▸ TO DO:
**A.** Using the earnings call transcript, answer these questions:
(i) About how much did Nine Systems bring in during December over a comparable 18 or 19 days?
(ii) Where was Nine Systems' existing business moved, and why?
(iii) Where within the guidance range did the quarter come in?
**B.** Transcribe the part of the earnings call transcript that opens with the words containing "Do you mean" and closes with "our network cost.".
**C.** Pick up the earnings call transcript after its last line and continue it.

▸ TEXT SEGMENT:
In March, we had Nine Systems for 18 days or 19 days --

Paul Sagan

Do you mean Netli or Nine Systems?

Katherine Egbert - Jefferies & Co.

No, Nine Systems.

J.D. Sherman

I’m sorry. Nine Systems, I was going to give you the December when we had an equivalent kind of 18, 19 days, it was about $800,000, but we are not going to break out what Nine Systems was in the March quarter. In fact, basically as I have said, our strategy there is take the Nine Systems solutions and accounts and embed them right into our business and our media and entertainment sector and basically roll the two together.

Paul Sagan

We took their existing business, which was effectively a CDN business, and moved it to our network to get the efficiencies of our network cost.

Katherine Egbert - Jefferies & Co.

If I could just follow-up on Todd’s question, so this is the first quarter in six quarters you have not been over the high-end of guidance for the quarter, and I heard what you just said about, you say over and over you can’t keep beating and -- I’m just wondering; was there any disappointment for you internally in this quarter? Did anything change between the time you gave guidance in January, when presumably some of the prices on the renewals in December were set and the current time --

Paul Sagan

Let me stop you right there -- no. We always tell you exactly what we think is going to happen. We got some very pleasant surprises last year and we explained why the phenomenon that we thought was going that we then captured in our guidance going forward. We gave what we thought was accurate guidance and actually, we came in exactly there so we were very pleased.

In fact, I would like to be exactly right on. I would love to give you an exact dollar, an exact penny number and then hit it because it says we then understand everything that is going on in our business.

We came in near the high-end of the range. I thought it was a very strong quarter and we continue to be very optimistic about the year.

Katherine Egbert - Jefferies & Co.

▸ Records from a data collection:
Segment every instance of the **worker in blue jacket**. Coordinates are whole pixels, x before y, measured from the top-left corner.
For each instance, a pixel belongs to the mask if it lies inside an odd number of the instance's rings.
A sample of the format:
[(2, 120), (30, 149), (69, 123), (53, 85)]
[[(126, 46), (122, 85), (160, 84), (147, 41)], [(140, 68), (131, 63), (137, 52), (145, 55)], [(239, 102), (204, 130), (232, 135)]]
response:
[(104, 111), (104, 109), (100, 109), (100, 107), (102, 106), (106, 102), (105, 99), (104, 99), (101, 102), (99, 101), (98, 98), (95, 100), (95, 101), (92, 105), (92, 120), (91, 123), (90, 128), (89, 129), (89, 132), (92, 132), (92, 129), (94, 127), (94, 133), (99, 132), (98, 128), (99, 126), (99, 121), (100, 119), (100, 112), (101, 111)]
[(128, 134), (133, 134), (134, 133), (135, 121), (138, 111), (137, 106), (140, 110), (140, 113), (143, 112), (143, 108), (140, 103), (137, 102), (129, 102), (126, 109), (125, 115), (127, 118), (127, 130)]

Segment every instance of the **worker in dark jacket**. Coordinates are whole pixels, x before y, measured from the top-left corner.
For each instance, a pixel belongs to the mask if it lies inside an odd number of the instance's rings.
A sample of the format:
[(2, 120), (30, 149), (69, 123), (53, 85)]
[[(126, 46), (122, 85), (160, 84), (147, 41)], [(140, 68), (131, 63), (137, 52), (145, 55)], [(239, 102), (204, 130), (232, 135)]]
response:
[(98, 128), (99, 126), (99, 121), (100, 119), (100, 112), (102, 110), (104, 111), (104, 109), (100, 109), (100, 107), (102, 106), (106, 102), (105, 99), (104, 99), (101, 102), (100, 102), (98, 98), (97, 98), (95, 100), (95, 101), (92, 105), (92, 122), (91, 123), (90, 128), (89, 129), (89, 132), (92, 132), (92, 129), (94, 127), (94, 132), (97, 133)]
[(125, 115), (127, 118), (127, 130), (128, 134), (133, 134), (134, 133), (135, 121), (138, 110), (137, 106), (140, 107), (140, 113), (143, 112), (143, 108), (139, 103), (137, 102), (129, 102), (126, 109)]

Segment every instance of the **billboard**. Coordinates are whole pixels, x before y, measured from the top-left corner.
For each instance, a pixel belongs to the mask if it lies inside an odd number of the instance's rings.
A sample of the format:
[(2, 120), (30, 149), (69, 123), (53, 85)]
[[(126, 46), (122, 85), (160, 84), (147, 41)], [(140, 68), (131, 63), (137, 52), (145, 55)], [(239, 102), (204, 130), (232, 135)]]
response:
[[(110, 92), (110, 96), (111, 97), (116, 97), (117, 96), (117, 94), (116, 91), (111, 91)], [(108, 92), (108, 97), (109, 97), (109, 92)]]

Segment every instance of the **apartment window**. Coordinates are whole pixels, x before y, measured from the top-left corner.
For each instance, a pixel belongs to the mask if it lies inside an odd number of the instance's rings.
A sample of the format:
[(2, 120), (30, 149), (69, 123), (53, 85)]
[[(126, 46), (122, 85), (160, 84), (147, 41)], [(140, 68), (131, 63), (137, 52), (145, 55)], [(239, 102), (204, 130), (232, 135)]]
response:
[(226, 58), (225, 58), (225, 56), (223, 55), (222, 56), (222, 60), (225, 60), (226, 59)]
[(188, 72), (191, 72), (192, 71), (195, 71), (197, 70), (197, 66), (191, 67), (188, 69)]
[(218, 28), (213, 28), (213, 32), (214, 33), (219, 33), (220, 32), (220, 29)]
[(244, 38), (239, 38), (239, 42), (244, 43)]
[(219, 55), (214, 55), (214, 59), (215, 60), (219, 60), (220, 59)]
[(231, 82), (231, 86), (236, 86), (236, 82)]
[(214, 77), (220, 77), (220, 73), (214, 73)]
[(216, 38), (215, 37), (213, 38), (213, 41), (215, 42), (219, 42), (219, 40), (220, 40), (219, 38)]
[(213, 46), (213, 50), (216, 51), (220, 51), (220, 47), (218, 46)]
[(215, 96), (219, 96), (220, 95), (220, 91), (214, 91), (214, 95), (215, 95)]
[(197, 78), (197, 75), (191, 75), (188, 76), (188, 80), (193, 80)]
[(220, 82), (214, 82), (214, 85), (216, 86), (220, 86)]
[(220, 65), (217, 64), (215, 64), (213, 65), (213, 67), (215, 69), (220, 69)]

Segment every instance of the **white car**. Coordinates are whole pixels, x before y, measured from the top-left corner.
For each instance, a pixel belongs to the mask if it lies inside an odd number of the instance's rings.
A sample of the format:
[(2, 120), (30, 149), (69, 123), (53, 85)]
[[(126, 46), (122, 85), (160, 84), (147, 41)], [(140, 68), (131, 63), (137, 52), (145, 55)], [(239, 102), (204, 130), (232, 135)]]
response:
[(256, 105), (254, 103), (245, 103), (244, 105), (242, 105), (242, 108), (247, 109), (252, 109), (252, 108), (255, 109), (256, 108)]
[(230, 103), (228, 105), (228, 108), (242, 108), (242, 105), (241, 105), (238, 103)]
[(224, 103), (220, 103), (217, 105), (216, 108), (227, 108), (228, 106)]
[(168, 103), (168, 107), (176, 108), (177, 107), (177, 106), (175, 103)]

==

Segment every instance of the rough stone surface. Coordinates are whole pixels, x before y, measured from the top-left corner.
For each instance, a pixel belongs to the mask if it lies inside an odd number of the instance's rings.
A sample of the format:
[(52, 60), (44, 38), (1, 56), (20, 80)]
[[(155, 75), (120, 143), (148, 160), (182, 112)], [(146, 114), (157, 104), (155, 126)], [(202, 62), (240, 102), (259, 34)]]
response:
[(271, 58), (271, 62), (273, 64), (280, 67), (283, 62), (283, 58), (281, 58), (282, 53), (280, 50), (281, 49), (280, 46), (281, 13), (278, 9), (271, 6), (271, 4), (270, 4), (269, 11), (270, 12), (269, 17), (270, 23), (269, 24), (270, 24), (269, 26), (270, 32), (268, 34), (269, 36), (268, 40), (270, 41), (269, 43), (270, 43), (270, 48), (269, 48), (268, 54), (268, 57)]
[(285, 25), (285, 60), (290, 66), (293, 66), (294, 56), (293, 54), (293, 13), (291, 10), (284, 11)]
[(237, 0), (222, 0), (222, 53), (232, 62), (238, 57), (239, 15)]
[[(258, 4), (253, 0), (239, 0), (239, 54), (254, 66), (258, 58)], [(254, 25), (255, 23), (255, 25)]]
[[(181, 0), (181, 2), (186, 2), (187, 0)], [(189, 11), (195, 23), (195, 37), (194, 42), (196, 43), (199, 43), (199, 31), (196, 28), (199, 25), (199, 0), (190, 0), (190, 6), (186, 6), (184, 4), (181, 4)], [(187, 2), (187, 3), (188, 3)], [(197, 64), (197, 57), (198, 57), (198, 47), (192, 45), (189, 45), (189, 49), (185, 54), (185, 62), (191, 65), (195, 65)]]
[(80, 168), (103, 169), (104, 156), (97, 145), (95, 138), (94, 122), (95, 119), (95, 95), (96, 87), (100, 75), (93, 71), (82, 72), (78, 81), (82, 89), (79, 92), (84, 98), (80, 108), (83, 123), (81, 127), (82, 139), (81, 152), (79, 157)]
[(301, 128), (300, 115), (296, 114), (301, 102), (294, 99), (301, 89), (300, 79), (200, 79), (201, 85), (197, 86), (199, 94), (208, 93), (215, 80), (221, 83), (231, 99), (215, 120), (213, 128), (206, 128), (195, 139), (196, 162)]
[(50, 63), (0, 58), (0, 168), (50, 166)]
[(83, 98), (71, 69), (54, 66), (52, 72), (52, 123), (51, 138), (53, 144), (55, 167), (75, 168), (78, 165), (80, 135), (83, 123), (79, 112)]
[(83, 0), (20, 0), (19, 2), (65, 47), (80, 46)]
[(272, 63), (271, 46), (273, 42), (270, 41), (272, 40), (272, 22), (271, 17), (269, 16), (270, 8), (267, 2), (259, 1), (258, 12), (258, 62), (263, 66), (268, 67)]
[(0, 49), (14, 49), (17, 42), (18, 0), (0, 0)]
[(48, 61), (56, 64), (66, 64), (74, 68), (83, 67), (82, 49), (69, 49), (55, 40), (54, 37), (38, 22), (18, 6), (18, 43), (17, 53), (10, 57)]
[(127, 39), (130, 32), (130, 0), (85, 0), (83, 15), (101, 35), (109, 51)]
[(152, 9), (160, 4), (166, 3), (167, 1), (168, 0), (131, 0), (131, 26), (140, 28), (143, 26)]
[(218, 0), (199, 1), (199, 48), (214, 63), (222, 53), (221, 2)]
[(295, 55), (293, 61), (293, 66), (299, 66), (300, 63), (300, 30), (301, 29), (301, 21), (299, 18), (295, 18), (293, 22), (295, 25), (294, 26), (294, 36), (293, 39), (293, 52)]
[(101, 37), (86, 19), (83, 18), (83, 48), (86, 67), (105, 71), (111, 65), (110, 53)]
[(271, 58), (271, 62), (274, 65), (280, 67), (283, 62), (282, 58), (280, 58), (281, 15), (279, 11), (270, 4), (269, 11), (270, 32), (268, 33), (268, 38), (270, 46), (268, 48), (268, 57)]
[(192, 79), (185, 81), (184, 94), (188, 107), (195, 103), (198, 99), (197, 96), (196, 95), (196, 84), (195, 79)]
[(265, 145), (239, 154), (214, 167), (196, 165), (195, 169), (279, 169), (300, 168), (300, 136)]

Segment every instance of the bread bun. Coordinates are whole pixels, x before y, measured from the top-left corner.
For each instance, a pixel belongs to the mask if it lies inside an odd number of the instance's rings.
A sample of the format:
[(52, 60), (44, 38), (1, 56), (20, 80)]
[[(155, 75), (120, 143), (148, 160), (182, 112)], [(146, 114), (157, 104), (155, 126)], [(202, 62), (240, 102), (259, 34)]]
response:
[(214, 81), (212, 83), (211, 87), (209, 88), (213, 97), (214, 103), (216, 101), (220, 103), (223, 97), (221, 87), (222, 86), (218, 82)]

==

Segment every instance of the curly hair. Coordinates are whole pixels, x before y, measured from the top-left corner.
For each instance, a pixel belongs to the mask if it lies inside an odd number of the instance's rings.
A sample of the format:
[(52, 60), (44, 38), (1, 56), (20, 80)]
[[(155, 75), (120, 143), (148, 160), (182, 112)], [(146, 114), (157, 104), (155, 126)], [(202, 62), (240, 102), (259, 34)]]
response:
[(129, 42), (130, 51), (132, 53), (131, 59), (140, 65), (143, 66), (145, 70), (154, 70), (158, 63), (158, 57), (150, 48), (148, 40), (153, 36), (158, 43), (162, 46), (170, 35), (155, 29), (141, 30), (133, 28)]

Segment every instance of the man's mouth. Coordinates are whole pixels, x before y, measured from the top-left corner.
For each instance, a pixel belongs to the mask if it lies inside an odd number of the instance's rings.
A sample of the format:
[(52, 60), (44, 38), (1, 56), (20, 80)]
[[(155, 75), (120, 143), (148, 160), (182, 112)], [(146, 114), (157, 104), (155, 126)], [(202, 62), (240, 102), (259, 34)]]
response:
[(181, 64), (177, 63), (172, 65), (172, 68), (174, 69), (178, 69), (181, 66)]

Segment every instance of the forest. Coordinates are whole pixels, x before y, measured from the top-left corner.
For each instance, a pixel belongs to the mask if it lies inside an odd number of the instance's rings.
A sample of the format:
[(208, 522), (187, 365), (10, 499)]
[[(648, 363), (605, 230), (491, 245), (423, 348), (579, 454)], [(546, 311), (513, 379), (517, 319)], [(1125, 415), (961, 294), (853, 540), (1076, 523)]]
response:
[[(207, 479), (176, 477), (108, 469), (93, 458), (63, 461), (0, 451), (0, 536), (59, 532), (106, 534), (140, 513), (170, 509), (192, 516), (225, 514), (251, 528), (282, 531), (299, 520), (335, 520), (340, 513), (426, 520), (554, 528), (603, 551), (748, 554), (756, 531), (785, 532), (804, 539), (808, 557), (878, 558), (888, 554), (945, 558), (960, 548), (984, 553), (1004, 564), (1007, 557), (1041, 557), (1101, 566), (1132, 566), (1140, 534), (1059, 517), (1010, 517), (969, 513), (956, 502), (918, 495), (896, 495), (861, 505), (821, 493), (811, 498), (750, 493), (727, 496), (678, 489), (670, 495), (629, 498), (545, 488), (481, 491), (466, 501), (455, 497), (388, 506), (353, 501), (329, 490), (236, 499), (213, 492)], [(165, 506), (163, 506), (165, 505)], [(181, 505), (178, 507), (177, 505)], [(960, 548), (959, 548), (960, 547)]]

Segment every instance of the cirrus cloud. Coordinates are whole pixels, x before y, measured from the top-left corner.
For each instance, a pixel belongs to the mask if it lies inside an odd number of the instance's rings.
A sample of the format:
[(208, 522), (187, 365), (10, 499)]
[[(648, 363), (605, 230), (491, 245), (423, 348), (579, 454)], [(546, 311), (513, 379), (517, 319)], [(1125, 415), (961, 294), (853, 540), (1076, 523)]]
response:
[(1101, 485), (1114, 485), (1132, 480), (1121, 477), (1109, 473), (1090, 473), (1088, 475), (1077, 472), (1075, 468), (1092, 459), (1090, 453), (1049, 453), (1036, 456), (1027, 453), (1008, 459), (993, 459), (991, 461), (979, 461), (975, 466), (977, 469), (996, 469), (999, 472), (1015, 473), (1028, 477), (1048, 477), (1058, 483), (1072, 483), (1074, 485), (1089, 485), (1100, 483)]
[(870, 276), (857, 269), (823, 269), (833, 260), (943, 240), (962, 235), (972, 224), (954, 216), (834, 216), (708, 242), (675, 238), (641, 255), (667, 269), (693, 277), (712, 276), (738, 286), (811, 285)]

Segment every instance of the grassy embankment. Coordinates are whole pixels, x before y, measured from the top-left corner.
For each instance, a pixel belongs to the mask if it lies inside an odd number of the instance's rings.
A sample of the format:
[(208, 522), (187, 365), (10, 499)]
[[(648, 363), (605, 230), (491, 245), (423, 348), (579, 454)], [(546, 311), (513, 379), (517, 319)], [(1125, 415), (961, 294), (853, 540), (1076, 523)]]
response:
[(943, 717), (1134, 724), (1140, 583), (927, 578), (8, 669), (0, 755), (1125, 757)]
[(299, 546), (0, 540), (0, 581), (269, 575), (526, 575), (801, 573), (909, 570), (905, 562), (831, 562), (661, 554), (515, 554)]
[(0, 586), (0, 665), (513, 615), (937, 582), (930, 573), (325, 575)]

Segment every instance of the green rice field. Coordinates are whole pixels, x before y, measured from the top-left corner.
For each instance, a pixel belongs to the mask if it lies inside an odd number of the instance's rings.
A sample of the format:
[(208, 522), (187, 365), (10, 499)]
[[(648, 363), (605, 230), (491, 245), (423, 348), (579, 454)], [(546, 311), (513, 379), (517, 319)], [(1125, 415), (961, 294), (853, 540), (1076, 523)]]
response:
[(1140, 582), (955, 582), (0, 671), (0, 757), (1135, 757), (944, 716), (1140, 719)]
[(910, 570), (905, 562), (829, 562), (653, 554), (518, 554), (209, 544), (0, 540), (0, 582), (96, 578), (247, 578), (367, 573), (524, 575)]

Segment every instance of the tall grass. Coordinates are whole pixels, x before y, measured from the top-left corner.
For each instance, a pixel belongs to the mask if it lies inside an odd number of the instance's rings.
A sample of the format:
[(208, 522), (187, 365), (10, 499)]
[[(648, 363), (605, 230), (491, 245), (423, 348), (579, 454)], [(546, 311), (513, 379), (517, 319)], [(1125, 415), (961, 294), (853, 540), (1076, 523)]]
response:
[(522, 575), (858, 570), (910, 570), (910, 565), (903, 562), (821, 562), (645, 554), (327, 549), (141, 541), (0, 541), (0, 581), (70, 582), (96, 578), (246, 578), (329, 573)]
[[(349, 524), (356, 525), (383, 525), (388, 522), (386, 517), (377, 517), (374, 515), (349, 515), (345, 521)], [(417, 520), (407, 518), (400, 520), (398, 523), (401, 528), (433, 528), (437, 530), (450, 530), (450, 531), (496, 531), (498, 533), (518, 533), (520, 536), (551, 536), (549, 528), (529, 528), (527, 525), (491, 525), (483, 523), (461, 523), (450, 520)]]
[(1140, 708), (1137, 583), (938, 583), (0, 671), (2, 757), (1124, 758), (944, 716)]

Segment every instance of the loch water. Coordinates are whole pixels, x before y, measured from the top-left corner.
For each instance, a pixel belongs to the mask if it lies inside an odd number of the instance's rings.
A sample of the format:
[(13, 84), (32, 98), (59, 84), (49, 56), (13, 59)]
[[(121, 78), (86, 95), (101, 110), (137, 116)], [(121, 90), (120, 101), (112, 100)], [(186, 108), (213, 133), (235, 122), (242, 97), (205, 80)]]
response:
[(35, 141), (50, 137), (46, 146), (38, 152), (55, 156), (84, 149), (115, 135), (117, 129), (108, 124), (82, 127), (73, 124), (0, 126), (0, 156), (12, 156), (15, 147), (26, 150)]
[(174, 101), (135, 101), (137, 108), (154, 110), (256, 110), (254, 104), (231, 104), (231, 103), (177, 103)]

▸ WRITTEN ANSWERS:
**A.**
(i) About $800,000.
(ii) It was moved to the company's own network to get the efficiencies of its network cost.
(iii) Near the high end of the range.

**B.**
Do you mean Netli or Nine Systems?

Katherine Egbert - Jefferies & Co.

No, Nine Systems.

J.D. Sherman

I’m sorry. Nine Systems, I was going to give you the December when we had an equivalent kind of 18, 19 days, it was about $800,000, but we are not going to break out what Nine Systems was in the March quarter. In fact, basically as I have said, our strategy there is take the Nine Systems solutions and accounts and embed them right into our business and our media and entertainment sector and basically roll the two together.

Paul Sagan

We took their existing business, which was effectively a CDN business, and moved it to our network to get the efficiencies of our network cost.

**C.**
Okay, and then if I can, J.D., could you just dig in a little bit more; I think you alluded to the fact that you will get margin expansion more in the back-half of the year. Could you just explain that a little bit more?

J.D. Sherman

Certainly as we further integrate the acquisitions, that will help because we have some initial costs associated with doing that. We have always talked about the first quarter being a little bit, having some unique expenses, and then you can see the pattern in the way we have progressed last year and the year before. Basically, the fundamental driver for us is getting more scalability, more efficiency as we grow the top line. As our guidance says, we expect to grow the top line very aggressively for the rest of the year and achieve that. Really, that’s the drivers.

Paul Sagan

That’s historically been true. We always have the payroll reset in Q1 and we always have larger sales training expenses in the first-half of the year than in the second-half of the year, and that has been consistent. And then the difference this year over the last year-and-a-half has been not just one acquisition but three to integrate, and a lot of the synergy we get out of taking down their network costs and adding our efficiency. It takes a couple of months to roll their customers onto our network and unwind their network relationships and we have to do that with both Nine Systems and Netli in the first-half of this year.

Katherine Egbert - Jefferies & Co.

Do you think you have seen the bulk of the gross margin compression for this year? Meaning are we going to start to see flatter gross margins?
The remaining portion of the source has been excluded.